> **WHAT IS EXPECTED**: Write out the records below word for word, from the line that contains "Above you see an image. Your job: find the mountain" through the final line of the records.

> **DATASET**:
>>>>
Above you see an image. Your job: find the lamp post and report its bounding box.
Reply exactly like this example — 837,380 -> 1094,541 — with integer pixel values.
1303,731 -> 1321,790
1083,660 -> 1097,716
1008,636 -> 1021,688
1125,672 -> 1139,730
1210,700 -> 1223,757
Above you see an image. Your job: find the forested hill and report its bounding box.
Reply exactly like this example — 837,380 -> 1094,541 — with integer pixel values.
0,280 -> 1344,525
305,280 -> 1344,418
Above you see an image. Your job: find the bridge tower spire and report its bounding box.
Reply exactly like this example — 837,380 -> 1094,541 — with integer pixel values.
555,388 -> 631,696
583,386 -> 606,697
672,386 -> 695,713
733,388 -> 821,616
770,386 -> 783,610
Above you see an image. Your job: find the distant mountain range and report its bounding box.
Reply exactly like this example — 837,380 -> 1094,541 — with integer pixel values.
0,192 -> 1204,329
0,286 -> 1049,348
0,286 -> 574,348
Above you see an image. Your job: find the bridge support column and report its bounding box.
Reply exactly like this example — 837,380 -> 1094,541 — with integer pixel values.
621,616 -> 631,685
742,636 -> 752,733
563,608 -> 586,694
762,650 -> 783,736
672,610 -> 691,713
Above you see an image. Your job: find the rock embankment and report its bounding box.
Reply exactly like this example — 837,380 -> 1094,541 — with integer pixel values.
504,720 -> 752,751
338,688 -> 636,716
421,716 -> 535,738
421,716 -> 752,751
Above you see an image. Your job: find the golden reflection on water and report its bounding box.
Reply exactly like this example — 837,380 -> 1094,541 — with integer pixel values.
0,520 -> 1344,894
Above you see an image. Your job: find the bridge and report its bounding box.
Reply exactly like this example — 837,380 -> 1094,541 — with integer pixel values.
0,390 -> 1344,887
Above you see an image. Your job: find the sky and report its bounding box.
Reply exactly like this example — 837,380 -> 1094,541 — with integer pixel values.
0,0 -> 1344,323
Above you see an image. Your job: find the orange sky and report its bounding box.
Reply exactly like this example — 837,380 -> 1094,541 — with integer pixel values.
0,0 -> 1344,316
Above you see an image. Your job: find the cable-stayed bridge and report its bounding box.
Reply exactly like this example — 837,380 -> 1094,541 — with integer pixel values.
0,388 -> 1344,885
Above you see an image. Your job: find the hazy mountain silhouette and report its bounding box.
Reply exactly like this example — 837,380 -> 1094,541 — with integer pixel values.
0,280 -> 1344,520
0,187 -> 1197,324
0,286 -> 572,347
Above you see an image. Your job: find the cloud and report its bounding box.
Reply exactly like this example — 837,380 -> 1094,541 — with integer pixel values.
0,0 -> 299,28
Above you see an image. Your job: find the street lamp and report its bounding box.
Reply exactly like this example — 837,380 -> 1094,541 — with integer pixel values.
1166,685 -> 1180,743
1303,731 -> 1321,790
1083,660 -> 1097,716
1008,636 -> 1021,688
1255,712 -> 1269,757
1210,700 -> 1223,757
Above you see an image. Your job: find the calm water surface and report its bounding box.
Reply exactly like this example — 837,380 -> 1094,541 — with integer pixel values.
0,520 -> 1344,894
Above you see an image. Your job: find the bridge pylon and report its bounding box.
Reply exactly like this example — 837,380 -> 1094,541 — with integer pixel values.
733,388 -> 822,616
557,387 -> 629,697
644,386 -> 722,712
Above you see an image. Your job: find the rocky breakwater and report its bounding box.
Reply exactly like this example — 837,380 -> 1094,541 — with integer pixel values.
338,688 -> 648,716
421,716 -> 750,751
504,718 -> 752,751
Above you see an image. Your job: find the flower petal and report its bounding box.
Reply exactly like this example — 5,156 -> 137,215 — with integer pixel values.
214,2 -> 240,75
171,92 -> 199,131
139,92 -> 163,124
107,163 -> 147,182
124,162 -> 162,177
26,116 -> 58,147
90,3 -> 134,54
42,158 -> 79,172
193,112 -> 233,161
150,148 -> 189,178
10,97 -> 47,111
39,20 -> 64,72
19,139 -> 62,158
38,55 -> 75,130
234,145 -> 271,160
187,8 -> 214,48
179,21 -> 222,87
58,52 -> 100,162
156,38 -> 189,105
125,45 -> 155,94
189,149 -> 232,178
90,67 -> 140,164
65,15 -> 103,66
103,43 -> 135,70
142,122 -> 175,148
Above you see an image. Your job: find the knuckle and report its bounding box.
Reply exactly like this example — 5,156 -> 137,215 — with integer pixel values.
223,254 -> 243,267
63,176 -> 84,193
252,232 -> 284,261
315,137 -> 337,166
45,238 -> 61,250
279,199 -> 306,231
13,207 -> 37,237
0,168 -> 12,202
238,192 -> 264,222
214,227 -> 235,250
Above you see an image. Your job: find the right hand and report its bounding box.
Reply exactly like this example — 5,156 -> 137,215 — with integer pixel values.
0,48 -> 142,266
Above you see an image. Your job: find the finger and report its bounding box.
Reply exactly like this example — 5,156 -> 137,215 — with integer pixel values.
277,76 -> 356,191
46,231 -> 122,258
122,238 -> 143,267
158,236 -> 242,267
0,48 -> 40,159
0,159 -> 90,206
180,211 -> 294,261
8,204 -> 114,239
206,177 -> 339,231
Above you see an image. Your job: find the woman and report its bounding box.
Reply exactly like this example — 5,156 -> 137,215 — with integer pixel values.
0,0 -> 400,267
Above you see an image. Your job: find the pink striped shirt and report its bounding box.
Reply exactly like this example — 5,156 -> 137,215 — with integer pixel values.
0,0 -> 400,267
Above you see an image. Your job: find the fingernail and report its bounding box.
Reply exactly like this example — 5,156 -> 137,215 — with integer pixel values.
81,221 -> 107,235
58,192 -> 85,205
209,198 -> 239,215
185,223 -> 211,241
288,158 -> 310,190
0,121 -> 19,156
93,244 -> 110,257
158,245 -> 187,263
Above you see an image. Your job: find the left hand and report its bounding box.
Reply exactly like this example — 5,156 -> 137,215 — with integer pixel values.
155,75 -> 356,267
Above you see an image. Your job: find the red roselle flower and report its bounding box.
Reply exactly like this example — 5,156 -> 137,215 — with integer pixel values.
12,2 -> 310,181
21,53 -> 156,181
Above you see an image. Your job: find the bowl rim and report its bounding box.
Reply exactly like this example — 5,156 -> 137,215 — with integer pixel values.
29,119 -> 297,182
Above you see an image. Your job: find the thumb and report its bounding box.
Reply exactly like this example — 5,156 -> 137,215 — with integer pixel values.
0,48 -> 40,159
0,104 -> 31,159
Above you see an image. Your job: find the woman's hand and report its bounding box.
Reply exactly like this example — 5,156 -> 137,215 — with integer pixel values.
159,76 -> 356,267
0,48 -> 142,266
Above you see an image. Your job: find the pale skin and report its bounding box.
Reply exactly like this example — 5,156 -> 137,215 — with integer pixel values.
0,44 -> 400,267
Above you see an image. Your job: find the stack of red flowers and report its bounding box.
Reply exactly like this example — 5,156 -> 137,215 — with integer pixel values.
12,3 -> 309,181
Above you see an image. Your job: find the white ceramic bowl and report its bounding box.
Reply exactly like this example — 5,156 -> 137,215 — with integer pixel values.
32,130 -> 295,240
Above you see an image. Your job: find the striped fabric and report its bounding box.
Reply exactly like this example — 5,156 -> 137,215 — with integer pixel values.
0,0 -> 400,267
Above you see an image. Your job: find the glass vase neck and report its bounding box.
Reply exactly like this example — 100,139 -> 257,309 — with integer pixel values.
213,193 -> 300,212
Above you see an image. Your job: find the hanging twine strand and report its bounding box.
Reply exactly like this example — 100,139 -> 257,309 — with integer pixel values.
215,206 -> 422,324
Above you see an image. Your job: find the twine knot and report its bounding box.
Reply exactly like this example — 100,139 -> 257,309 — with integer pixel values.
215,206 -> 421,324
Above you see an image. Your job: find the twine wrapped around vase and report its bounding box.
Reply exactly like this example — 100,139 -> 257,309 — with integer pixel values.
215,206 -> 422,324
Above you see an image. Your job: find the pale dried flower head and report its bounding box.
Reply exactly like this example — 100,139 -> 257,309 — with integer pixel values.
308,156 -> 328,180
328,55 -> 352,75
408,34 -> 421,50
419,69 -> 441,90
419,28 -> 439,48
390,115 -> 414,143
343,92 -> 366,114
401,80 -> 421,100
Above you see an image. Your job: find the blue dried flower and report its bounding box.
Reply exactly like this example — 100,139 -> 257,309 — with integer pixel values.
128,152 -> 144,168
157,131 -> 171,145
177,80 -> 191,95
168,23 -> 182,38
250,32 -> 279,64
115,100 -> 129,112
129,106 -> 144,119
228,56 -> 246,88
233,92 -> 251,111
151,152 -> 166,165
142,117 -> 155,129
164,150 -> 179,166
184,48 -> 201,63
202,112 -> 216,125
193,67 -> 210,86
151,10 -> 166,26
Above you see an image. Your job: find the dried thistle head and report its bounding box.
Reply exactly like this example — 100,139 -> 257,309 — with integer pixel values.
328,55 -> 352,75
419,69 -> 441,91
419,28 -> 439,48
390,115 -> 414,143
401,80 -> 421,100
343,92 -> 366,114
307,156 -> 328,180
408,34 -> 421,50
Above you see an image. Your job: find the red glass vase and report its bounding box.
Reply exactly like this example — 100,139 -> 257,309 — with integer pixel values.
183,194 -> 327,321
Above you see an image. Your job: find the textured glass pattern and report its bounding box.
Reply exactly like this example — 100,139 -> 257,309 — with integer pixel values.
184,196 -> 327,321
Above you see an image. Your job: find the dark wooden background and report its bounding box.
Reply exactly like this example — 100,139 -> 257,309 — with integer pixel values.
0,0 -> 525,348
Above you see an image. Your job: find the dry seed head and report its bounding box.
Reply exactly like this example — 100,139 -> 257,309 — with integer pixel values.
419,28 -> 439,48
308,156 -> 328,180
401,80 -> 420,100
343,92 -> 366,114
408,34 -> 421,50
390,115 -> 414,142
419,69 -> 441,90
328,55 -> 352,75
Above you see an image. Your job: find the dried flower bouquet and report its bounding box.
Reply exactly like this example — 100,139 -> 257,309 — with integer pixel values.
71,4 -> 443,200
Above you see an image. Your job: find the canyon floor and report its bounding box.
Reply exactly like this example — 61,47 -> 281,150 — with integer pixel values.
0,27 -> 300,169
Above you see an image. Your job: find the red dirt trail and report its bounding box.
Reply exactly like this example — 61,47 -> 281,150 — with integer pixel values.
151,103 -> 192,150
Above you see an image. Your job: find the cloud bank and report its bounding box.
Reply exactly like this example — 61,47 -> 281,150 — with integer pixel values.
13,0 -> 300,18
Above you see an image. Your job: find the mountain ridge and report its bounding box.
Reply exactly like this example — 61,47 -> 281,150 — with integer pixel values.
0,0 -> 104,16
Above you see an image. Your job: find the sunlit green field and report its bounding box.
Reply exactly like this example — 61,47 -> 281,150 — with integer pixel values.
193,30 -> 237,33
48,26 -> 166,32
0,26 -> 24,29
<<<<
> **TASK OUTPUT**:
Above you see an image. Your job: find the mountain ridge and report its bounding box.
Reply exactly like this example — 61,47 -> 281,150 — with integer pixel values.
0,0 -> 104,16
Above you see an image. Your job: find the sunlit green field and report its bounding box.
Reply exactly like this example — 61,47 -> 281,150 — with integer pixel values.
193,30 -> 237,33
48,26 -> 166,32
0,26 -> 24,29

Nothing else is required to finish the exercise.